EXERCISE AIM
Extract every line of the items that contains the word "umbrella", copying each line in full.

(Records excerpted from a collection)
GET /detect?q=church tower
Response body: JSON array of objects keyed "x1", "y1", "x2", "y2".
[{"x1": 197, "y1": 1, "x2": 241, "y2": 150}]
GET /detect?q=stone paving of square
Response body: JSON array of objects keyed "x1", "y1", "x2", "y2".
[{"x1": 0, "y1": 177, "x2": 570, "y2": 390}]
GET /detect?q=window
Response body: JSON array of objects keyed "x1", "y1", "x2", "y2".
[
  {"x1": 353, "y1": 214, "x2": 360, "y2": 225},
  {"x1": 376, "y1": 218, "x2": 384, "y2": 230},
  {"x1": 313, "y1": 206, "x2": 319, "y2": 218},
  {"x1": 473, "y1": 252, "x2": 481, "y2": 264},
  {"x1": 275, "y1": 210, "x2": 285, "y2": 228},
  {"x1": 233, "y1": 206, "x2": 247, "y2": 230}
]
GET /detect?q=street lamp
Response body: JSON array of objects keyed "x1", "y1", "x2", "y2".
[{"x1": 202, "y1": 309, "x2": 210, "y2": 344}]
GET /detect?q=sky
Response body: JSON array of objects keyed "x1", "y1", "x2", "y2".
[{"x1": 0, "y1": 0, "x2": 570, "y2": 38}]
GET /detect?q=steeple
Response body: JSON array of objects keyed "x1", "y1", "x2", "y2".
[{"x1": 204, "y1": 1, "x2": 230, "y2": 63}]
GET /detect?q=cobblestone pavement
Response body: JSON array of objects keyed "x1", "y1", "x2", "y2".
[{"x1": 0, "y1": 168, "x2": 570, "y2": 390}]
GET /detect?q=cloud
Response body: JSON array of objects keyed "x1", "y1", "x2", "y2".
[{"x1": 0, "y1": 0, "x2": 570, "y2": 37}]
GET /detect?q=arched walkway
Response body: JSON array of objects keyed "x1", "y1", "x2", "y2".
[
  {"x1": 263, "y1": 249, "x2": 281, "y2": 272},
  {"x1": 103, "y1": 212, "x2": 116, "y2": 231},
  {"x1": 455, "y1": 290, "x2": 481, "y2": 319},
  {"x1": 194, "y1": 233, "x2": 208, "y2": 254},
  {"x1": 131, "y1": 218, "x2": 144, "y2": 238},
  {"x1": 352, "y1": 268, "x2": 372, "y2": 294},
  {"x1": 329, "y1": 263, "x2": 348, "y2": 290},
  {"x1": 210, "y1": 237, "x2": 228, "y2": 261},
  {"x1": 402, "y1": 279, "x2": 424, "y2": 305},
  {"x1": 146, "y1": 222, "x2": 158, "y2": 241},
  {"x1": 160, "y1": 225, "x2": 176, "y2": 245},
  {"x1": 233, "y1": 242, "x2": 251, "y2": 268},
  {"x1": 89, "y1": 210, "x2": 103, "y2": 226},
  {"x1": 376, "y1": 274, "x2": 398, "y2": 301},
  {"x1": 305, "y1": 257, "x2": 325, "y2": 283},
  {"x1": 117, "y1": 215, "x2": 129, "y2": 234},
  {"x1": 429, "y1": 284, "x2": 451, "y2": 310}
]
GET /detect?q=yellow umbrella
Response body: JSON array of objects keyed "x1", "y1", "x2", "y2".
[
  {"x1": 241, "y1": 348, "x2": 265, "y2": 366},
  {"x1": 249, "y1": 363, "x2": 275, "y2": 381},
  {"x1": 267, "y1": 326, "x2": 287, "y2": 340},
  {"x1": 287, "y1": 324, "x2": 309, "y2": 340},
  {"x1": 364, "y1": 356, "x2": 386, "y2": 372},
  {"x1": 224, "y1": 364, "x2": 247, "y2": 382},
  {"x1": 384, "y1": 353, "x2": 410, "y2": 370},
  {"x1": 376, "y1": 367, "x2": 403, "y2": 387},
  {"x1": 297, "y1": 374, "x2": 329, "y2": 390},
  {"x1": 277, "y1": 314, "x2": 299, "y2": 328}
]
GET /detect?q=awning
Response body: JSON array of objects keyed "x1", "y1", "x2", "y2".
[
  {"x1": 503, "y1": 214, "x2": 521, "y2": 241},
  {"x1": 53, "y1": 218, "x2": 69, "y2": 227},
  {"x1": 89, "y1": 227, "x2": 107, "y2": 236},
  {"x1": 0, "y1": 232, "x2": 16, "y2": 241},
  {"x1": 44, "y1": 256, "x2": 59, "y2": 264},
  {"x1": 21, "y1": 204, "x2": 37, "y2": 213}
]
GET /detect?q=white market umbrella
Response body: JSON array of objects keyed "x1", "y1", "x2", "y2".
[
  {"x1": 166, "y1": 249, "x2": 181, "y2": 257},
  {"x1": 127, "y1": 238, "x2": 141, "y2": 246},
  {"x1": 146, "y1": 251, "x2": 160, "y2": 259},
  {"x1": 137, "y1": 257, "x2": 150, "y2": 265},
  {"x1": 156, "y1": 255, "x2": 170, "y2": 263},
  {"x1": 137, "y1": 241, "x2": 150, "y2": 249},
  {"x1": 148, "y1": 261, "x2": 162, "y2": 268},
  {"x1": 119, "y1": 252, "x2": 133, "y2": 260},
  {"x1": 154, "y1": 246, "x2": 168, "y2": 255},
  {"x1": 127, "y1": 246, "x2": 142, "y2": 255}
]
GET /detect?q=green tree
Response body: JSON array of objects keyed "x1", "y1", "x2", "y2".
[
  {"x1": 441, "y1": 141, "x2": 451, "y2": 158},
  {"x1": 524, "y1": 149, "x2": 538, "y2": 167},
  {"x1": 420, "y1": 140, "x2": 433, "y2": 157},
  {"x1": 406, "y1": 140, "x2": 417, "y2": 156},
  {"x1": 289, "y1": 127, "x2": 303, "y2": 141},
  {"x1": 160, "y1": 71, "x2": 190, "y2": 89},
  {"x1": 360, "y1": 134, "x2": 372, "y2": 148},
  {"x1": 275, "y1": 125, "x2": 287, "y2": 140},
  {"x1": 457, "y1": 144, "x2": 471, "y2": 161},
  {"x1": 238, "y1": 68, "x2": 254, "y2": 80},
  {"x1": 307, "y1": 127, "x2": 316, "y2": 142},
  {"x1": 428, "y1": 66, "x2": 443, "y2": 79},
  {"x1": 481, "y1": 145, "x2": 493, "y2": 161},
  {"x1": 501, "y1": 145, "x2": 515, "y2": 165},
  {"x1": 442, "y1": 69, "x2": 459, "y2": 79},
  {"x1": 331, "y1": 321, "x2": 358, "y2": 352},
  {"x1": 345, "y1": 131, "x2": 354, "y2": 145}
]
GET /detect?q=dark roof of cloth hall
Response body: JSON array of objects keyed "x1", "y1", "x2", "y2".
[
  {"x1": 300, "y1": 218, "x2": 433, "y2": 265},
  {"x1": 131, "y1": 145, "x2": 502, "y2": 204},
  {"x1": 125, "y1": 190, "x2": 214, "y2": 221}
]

RESULT OF THE TASK
GET /detect?q=yellow umbrella
GET /detect?q=white market umbrella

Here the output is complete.